Work item — Transcribe every entry exactly, with nothing added or left out.

Records supplied Block Start

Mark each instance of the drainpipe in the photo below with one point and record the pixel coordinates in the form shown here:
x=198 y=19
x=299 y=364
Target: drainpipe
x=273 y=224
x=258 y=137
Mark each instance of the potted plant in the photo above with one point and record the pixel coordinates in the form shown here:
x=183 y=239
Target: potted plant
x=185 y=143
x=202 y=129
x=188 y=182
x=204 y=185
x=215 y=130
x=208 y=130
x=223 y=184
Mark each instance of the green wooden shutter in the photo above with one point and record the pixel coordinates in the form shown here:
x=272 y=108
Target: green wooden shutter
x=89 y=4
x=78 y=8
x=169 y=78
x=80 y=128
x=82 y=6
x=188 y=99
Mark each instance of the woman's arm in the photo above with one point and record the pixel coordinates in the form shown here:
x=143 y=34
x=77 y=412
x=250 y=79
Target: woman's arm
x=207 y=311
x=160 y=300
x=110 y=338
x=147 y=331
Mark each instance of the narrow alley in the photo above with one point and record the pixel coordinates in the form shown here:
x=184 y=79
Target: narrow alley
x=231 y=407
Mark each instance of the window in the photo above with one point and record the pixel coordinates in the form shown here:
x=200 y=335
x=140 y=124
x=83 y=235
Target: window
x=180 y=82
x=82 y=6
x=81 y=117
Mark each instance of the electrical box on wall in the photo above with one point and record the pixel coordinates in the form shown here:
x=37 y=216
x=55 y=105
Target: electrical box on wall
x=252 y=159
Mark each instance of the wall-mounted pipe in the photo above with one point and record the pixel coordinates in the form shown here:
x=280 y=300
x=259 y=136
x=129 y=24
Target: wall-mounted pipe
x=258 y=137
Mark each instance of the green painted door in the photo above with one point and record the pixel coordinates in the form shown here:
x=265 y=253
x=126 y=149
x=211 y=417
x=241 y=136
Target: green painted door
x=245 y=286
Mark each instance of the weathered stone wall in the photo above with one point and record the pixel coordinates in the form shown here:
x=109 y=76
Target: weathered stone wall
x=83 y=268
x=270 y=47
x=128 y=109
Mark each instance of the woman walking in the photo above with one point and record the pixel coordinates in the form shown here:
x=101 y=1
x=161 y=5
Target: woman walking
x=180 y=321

Records supplied Block End

Exercise result —
Mark each instance of the drainpipe in the photo below with one point and record the pixel coordinates in the form shown here:
x=198 y=19
x=299 y=364
Target: drainpipe
x=273 y=224
x=258 y=137
Mark each instance of the potted plant in the photo above with one point and record the pixel coordinates in the form shown here:
x=183 y=239
Target: potted plant
x=185 y=143
x=202 y=129
x=188 y=182
x=204 y=185
x=215 y=130
x=208 y=130
x=223 y=184
Mark each instance of the green wooden shutter in the photo above with one point and record the pixel coordinates in the form shown here:
x=272 y=108
Target: green wooden shutter
x=89 y=4
x=78 y=8
x=169 y=78
x=80 y=128
x=82 y=6
x=188 y=99
Mark each instance of the woman's arm in the photo above with one point and record the pixel coordinates in the form shown here:
x=143 y=34
x=77 y=412
x=250 y=79
Target: woman's arm
x=207 y=311
x=160 y=300
x=110 y=338
x=147 y=331
Mark each instance of the narrow alley in the photo above with one point and record the pixel coordinates in the form shown here:
x=184 y=79
Target: narrow alley
x=231 y=407
Mark each instance of the window in the photo above with one point and record the pixel coordinates in the form shown here:
x=200 y=335
x=140 y=124
x=83 y=235
Target: window
x=180 y=82
x=82 y=6
x=81 y=117
Mark each instance of the electrical box on wall in the photo above with one point and record the pixel coordinates in the form shown here:
x=37 y=216
x=55 y=105
Target: electrical box on wall
x=252 y=159
Mark each instance of the wall-mounted pipe in the photo above with one point and record the pixel coordinates in the form shown here:
x=280 y=300
x=259 y=136
x=129 y=24
Target: wall-mounted pipe
x=258 y=137
Mark each instance of the green painted door in the photo above with one point and record the pixel coordinates in the form shown here:
x=265 y=253
x=126 y=149
x=211 y=417
x=241 y=136
Target: green painted door
x=245 y=286
Mark each instance of the weathered stone wall in the photo above with one point and record the pixel coordinates in the form shown here:
x=109 y=76
Target: weathered stone wall
x=83 y=268
x=270 y=47
x=128 y=109
Mark each instance of the woman walking in the photo above with one point and record the pixel coordinates in the form shown here:
x=101 y=1
x=161 y=5
Target: woman walking
x=180 y=321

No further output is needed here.